## Problem to work on
Gather every line from the listing below that contains the string "handrail", with matching case.

(Pointing and labeling entries)
——————————

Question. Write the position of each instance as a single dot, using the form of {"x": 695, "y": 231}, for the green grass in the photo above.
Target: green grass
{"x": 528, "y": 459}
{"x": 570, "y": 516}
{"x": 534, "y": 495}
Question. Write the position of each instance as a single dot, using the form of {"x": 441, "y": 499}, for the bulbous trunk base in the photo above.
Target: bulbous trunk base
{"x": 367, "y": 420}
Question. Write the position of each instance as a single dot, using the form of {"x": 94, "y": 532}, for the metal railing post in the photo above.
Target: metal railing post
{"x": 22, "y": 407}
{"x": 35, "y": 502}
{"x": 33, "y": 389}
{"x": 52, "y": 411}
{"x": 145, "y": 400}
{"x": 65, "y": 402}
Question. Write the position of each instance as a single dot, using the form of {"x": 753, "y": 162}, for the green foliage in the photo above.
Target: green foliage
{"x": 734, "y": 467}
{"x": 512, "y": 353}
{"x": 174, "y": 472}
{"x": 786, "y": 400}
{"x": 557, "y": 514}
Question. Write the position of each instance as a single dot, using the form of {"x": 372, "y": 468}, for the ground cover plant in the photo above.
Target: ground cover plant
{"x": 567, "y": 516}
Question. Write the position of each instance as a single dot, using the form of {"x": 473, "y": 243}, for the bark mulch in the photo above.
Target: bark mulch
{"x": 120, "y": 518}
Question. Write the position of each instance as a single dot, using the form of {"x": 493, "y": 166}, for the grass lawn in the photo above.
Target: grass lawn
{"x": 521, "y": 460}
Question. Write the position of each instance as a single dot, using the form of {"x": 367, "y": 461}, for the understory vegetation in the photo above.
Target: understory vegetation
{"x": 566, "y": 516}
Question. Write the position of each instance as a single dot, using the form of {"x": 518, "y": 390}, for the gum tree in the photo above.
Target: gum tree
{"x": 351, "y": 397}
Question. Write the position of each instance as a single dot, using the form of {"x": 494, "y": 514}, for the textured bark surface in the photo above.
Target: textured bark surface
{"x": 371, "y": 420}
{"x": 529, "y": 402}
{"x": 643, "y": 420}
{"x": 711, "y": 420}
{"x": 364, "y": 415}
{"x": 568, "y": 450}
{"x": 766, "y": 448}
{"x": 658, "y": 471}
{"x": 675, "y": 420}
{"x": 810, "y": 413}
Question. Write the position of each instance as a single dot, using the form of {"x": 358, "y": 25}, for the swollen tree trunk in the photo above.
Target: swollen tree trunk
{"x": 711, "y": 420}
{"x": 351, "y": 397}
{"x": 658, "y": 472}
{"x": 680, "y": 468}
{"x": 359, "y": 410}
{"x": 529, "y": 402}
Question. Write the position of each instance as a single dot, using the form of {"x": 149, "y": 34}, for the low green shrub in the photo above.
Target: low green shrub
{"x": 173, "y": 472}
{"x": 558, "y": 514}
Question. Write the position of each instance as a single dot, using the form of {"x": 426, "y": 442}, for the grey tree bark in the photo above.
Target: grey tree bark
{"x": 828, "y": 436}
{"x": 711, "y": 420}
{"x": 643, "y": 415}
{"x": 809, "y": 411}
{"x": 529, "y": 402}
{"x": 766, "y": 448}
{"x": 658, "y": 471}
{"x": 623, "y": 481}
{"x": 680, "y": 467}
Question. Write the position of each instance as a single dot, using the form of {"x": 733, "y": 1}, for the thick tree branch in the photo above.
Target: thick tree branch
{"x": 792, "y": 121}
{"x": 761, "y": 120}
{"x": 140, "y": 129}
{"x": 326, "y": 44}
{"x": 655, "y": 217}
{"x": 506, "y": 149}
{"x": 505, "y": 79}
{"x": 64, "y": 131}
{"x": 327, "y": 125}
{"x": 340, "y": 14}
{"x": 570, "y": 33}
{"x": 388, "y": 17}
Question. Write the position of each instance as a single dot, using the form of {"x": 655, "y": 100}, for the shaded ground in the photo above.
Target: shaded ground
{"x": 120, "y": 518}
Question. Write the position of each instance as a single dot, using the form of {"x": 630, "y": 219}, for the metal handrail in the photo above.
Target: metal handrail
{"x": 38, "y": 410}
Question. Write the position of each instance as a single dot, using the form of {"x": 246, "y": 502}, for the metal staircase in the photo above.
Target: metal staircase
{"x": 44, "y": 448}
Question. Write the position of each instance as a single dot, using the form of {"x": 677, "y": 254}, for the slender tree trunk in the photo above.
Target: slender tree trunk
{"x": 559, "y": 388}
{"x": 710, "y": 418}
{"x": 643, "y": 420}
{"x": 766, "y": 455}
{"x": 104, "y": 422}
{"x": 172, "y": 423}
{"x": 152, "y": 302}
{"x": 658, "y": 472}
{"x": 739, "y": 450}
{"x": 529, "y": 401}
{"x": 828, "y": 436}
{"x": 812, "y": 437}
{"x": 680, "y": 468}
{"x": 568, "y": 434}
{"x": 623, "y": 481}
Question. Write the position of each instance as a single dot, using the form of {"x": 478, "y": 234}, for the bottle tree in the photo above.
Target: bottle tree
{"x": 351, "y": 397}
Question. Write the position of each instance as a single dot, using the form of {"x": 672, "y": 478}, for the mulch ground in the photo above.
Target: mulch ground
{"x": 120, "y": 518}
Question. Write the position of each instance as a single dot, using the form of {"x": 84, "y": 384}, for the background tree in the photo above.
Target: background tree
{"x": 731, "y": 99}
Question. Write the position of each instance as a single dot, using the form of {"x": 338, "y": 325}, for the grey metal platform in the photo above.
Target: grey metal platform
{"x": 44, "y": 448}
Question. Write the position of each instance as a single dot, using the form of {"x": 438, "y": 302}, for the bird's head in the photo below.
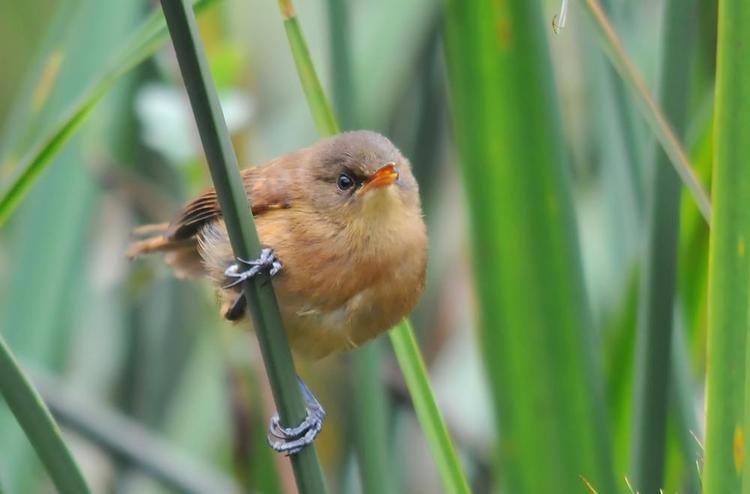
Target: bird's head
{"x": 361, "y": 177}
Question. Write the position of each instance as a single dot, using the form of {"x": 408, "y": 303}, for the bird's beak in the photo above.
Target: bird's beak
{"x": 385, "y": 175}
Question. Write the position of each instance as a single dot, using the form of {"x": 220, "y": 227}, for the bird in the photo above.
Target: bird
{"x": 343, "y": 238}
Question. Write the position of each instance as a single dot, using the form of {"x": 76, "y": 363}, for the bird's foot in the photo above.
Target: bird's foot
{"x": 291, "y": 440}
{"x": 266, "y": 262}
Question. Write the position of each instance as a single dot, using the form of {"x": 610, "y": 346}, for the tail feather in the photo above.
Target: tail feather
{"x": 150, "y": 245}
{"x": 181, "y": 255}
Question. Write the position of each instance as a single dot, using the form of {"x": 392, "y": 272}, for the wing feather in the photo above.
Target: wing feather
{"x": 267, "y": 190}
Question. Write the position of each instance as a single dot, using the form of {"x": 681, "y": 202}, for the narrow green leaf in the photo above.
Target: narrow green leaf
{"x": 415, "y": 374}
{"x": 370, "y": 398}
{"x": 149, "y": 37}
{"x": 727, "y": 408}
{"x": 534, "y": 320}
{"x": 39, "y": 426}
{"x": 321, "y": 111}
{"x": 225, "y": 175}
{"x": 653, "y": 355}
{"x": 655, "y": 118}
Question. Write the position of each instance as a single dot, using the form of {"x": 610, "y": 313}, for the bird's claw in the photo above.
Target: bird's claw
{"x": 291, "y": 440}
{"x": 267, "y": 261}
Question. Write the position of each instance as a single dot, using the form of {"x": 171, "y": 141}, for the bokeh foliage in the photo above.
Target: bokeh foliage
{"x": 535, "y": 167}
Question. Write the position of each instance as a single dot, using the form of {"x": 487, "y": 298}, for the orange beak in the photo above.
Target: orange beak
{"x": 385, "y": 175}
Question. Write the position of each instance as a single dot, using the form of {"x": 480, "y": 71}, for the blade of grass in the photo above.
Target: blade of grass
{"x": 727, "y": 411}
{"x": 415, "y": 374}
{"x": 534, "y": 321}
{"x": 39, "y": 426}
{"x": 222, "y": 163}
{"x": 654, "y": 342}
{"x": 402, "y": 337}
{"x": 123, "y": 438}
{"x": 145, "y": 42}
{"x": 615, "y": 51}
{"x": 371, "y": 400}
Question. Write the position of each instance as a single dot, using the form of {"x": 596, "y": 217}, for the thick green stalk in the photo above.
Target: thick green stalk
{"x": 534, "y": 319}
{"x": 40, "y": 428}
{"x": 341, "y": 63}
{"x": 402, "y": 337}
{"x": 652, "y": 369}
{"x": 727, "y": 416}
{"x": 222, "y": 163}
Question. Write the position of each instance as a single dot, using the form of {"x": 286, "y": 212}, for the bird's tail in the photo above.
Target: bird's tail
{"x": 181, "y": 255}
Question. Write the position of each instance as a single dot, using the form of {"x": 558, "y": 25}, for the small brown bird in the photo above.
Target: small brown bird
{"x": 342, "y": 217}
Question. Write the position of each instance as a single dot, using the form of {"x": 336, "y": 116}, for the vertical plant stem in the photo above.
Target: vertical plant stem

——————————

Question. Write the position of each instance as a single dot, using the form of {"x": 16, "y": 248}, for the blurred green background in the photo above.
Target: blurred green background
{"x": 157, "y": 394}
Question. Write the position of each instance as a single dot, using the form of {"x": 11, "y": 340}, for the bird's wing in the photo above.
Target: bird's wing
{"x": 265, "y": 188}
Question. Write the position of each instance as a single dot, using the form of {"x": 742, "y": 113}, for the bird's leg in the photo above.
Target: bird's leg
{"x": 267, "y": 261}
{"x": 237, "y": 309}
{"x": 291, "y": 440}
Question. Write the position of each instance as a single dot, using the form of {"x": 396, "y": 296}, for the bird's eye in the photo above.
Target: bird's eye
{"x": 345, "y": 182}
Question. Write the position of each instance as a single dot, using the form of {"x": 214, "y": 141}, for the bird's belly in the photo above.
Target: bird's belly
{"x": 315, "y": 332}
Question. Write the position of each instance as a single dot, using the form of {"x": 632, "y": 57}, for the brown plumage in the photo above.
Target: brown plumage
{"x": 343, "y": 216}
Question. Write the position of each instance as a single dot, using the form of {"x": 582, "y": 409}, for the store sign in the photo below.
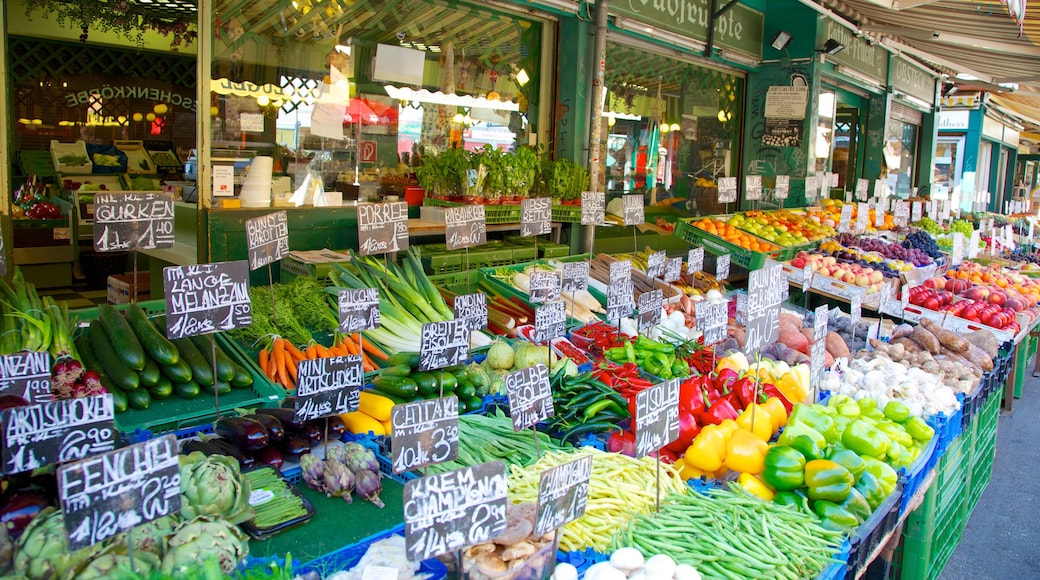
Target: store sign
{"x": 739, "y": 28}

——————————

## Result of this exercise
Question. Write the position of each instance as a single dot, using the form of {"x": 630, "y": 219}, for the metal handrail in the photo above.
Target: metal handrail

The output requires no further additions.